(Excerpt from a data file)

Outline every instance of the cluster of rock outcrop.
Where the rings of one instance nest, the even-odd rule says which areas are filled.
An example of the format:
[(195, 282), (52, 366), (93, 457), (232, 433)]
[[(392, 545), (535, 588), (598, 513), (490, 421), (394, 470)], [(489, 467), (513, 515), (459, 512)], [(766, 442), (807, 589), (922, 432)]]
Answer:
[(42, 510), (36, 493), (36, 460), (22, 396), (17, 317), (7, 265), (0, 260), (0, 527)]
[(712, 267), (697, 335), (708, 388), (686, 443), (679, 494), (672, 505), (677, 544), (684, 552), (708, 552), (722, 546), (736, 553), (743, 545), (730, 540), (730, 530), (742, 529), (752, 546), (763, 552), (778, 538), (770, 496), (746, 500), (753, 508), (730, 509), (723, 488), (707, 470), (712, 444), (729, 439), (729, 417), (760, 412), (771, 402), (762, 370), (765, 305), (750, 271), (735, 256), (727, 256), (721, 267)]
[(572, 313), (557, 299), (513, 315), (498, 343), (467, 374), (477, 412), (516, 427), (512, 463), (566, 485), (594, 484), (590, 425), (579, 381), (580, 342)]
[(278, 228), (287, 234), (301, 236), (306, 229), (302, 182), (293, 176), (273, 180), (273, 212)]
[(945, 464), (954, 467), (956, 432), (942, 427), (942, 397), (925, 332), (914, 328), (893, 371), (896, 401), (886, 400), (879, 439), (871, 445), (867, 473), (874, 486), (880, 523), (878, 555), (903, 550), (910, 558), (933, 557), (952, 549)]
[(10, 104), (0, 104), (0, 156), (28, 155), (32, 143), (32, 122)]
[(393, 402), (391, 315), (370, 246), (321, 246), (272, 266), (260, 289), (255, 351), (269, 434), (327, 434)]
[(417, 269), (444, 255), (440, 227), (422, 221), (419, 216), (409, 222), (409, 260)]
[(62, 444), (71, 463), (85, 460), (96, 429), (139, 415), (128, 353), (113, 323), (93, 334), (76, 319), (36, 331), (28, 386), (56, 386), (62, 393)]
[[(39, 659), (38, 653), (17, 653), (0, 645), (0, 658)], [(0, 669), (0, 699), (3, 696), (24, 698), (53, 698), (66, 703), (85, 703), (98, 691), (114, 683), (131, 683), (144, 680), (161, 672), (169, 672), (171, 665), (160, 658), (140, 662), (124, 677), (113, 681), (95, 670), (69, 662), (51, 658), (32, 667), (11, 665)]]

• Given request
Retype all of the material above line for line, with no changes.

• Output of the task
Outline every instance of the cluster of rock outcrop.
Where the rings of one instance nest, the even-odd rule says which areas are filled.
An example of the format:
[(195, 282), (52, 366), (93, 457), (232, 433)]
[[(392, 545), (535, 588), (598, 513), (490, 421), (394, 470)], [(489, 467), (513, 515), (459, 512)], [(766, 442), (807, 589), (922, 432)]]
Answer:
[(42, 510), (36, 493), (36, 460), (22, 396), (17, 317), (7, 265), (0, 260), (0, 527)]
[(712, 267), (697, 335), (708, 388), (686, 443), (679, 494), (672, 505), (677, 544), (684, 552), (708, 552), (722, 546), (736, 553), (743, 545), (730, 540), (730, 530), (742, 529), (752, 546), (763, 552), (778, 538), (770, 496), (746, 500), (753, 508), (730, 509), (723, 488), (707, 470), (712, 444), (729, 439), (729, 417), (760, 412), (771, 402), (762, 370), (765, 305), (750, 271), (735, 256), (727, 256), (721, 267)]
[(572, 313), (557, 299), (513, 315), (498, 343), (467, 374), (477, 412), (516, 427), (512, 463), (566, 485), (594, 484), (590, 425), (579, 381), (580, 342)]
[(278, 228), (287, 234), (301, 236), (306, 229), (302, 182), (293, 176), (273, 180), (273, 212)]
[(945, 464), (954, 467), (956, 432), (942, 427), (942, 397), (925, 332), (914, 328), (893, 371), (896, 401), (886, 400), (879, 439), (871, 445), (867, 473), (874, 486), (880, 523), (878, 555), (903, 550), (910, 558), (933, 557), (952, 549)]
[(10, 104), (0, 104), (0, 156), (28, 155), (32, 143), (32, 122)]
[(393, 402), (391, 315), (370, 246), (321, 246), (272, 266), (260, 289), (255, 351), (269, 434), (327, 434)]
[(417, 269), (444, 255), (440, 227), (422, 221), (419, 216), (409, 222), (409, 260)]
[(62, 444), (71, 463), (85, 460), (96, 429), (139, 415), (128, 353), (113, 323), (93, 334), (76, 319), (36, 331), (28, 386), (56, 386), (62, 393)]
[[(39, 659), (38, 653), (17, 653), (0, 645), (0, 658)], [(0, 669), (0, 699), (3, 696), (24, 698), (53, 698), (66, 703), (85, 703), (98, 691), (114, 683), (131, 683), (144, 680), (161, 672), (169, 672), (171, 665), (160, 658), (140, 662), (124, 677), (113, 681), (95, 670), (69, 662), (51, 658), (32, 667), (11, 665)]]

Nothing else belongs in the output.